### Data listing
↓↓↓

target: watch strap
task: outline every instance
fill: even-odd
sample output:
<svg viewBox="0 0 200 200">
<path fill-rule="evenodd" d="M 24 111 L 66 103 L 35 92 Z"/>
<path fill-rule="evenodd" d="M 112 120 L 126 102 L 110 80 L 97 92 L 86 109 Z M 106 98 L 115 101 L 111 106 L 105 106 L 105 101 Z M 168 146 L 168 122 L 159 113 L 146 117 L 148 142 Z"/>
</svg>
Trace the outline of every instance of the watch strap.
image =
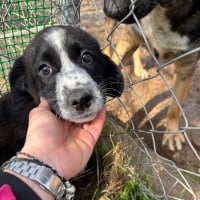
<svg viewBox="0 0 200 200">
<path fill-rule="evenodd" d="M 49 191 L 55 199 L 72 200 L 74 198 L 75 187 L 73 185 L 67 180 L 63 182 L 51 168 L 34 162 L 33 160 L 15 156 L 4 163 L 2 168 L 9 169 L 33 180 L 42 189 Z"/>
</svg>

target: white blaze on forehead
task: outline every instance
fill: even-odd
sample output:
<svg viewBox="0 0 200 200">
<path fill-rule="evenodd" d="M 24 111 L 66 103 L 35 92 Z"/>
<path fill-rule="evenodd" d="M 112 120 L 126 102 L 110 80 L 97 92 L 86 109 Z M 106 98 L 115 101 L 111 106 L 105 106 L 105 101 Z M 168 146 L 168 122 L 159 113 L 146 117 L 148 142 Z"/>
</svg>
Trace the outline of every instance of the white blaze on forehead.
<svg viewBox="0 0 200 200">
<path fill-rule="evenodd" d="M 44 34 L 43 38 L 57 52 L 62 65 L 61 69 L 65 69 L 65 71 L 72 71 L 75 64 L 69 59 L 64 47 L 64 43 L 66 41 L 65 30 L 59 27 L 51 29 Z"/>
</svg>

↑↑↑
↓↓↓

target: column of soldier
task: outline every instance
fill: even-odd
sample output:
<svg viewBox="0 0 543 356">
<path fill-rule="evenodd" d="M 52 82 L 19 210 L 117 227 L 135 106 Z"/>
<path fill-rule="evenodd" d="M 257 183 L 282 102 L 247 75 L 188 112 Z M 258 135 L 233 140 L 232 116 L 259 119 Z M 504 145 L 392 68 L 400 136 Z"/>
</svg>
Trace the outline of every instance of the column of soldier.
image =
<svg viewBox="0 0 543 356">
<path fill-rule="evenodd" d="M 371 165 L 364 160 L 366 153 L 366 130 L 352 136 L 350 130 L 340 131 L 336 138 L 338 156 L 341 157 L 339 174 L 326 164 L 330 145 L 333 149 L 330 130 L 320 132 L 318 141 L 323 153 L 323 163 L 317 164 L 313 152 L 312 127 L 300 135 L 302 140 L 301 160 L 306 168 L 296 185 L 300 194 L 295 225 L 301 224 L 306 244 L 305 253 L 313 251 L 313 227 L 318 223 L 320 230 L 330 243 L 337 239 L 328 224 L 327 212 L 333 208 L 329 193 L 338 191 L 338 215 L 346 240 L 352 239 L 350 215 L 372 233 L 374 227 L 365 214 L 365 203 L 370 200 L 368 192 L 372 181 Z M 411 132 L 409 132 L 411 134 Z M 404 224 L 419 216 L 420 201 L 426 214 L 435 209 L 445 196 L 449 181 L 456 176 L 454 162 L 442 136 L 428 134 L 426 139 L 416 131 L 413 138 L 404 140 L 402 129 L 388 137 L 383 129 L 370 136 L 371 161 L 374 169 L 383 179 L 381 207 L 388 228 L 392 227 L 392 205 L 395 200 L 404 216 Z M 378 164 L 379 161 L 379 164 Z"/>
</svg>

↑↑↑

### Job
Identify every line in the entries above that contains the string "Trace", treating uppercase and lowercase letters as different, and copy each such line.

### Result
Trace the outline of every instance of the watch strap.
Trace the outline of every instance of the white blaze on forehead.
Trace the outline of every instance of the column of soldier.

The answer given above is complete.